═══ Recorded information
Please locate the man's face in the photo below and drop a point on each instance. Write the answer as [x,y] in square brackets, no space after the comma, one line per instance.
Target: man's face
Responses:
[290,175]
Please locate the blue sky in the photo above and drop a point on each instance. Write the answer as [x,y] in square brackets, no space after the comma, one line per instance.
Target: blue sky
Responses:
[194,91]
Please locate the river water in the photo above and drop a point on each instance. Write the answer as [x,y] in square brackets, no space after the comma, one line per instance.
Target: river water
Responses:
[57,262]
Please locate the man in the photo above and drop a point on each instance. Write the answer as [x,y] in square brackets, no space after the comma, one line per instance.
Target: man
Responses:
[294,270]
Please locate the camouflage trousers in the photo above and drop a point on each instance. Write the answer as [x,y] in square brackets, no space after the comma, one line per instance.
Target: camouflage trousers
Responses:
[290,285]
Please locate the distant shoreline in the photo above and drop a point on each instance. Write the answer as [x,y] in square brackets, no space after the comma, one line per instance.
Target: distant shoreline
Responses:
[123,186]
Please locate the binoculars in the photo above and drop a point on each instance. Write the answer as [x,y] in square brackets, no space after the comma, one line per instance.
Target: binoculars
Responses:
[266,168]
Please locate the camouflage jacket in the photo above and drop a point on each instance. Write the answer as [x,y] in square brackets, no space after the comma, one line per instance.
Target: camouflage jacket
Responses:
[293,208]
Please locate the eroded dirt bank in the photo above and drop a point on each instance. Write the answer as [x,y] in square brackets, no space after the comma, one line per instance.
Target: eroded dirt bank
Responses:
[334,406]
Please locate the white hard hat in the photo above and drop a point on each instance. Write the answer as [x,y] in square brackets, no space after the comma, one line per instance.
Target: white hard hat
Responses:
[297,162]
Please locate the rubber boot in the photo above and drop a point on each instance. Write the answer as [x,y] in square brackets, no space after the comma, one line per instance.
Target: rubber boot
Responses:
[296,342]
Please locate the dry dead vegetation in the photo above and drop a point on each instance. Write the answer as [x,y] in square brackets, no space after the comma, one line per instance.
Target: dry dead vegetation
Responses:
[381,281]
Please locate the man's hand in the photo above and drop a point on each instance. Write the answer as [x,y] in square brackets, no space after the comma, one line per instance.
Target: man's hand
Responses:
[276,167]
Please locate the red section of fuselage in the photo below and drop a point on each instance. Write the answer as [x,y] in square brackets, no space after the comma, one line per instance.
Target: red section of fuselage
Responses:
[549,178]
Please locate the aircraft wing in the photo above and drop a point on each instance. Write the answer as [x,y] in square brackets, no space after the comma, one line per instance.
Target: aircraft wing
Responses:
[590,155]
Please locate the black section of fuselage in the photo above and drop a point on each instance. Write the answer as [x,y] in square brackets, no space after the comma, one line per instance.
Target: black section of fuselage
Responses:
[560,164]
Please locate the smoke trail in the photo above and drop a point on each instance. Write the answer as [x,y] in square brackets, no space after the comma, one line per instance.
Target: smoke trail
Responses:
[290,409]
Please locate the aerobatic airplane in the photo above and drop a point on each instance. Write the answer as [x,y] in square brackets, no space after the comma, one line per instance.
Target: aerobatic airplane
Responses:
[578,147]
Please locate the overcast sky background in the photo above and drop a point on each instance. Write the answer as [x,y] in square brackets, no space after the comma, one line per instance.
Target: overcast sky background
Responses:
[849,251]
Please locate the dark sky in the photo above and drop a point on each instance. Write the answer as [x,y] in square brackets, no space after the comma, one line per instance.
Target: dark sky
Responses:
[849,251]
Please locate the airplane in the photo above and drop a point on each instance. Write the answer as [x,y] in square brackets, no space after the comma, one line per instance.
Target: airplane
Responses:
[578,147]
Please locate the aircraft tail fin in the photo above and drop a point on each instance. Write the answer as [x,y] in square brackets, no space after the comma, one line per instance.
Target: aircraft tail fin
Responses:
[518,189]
══════
*Challenge*.
Retype every one of the records above without changing a single character.

*Solution for this problem*.
Please locate the man's face in the photo below and drop a point on each instance. Write the answer as [x,y] in square brackets, no space after the comma, one line per instance.
Target: man's face
Responses:
[290,175]
Please locate the blue sky in the photo above and drop a point on each instance. Write the answer as [x,y] in square brackets, no space after the comma, one line per instance.
Target: blue sky
Responses:
[194,91]
Please locate the river water in the photo above and drop a point on each instance. Write the answer as [x,y] in square brackets, no space after the comma, one line per instance.
Target: river water
Responses:
[57,262]
Please locate the man in the photo above and drop a point on each instance. Write the answer as [x,y] in square brackets, no space after the comma, one line per instance.
Target: man
Responses:
[294,270]
Please locate the camouflage trousers in the photo above and drop a point on each instance. Write the answer as [x,y] in square brackets, no space after the comma, one line per instance.
Target: camouflage trousers
Responses:
[290,285]
Please locate the distant shoreline in the photo above and drop a point on each instance. Write the answer as [x,y] in square brackets, no space after the comma, one line per instance.
Target: distant shoreline
Responses:
[123,186]
Please locate the binoculars in the photo above and drop a point on each instance. Write the answer as [x,y] in square brackets, no space after the comma, one line per instance.
Target: binoculars
Responses:
[266,168]
Please locate the camouflage jacket in the photo above and drop a point on each instance. Write the answer as [x,y] in square brackets, no space after the comma, one line per instance.
Target: camouflage jacket
Responses:
[293,208]
Please locate the eroded dirt bank in the photo above and drop a point on each instance. Write the answer as [x,y] in square brackets, no space after the comma, one line per instance.
Target: eroded dirt bank
Responses:
[334,406]
Please locate the white hard hat in the photo above and drop a point on each instance. Write the answer as [x,y] in square brackets, no space after the comma, one line per instance.
Target: white hard hat
Responses:
[297,162]
Please locate the rubber boot in the photo above and drop a point on each instance. Write the answer as [x,y] in square brackets, no space after the comma, one line per instance.
Target: rubber boot
Responses:
[296,342]
Please locate the dry dead vegetation in the photo above and drop a point on each instance. Write the answer as [x,y] in square brackets, no space after the comma, one line per instance.
Target: dry dead vegetation
Responses:
[381,281]
Please locate the man's hand in the photo above and drop a point on each instance. Write the answer as [x,y] in square brackets, no space after the comma, one line per instance.
Target: man's hand
Responses:
[276,167]
Please locate the red section of fuselage in the photo below and drop a point on each instance. Write the answer as [x,y] in square brackets, no space after the comma, one line per instance.
Target: red section of fuselage
Responses:
[549,178]
Please locate the aircraft wing in the photo above and drop a point on each instance. Write the answer as [x,y] in square brackets, no space after the comma, one line per instance.
Target: aircraft wing
Responses:
[590,155]
Please locate the black section of fuselage in the photo above and drop a point on each instance. Write the answer as [x,y] in square brackets, no space after the comma, one line per instance.
Target: black section of fuselage
Responses:
[560,164]
Please locate the smoke trail in the photo above and drop a point on each instance. Write the answer as [x,y] in square brackets, no space after the comma, one line per instance.
Target: smoke trail
Responses:
[290,409]
Please locate the aerobatic airplane in the photo above and drop a point on each instance. Write the answer as [x,y] in square brackets, no space after the comma, one line per instance.
Target: aerobatic airplane
Responses:
[578,147]
Please locate the overcast sky background in the photo above and drop a point on each instance. Write the answer as [x,y] in square brackets, no space after the comma, one line per instance.
Target: overcast sky background
Responses:
[849,251]
Please locate the dark sky in the photo above and drop a point on each instance. Write the answer as [x,y] in square brackets, no space after the comma, one line per instance.
Target: dark sky
Responses:
[849,251]
Please locate the airplane in the photo above and drop a point on each instance. Write the answer as [x,y] in square brackets, no space after the comma, one line per instance.
Target: airplane
Responses:
[578,147]
Please locate the aircraft tail fin in the photo above and drop a point on each instance. Write the answer as [x,y] in square brackets, no space after the comma, one line per instance.
Target: aircraft tail fin
Responses:
[518,189]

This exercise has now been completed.